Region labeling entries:
# # # #
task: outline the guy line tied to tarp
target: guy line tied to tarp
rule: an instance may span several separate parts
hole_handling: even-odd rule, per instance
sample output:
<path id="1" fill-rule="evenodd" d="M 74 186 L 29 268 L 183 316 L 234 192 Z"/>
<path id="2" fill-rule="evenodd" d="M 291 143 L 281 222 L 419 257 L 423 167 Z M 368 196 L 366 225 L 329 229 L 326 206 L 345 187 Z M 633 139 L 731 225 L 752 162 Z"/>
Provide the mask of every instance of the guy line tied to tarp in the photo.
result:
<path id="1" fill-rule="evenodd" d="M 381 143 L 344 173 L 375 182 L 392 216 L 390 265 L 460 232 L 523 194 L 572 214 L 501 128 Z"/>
# # # #
Short problem: Could you update the records above so that every "tarp" reads "canopy", with all other text left as it is?

Reply to the task:
task: outline the guy line tied to canopy
target: guy line tied to canopy
rule: an instance may span several separate parts
hole_handling: even-odd rule, per instance
sample output:
<path id="1" fill-rule="evenodd" d="M 74 186 L 29 268 L 183 316 L 234 192 Z"/>
<path id="2" fill-rule="evenodd" d="M 291 143 L 281 222 L 419 257 L 423 167 Z M 368 196 L 366 225 L 329 229 L 326 206 L 345 187 Z M 633 139 L 731 225 L 752 162 Z"/>
Provide the mask of every instance of the guy line tied to canopy in the photo.
result:
<path id="1" fill-rule="evenodd" d="M 381 143 L 344 173 L 375 182 L 392 216 L 390 265 L 460 232 L 523 194 L 572 214 L 501 128 Z"/>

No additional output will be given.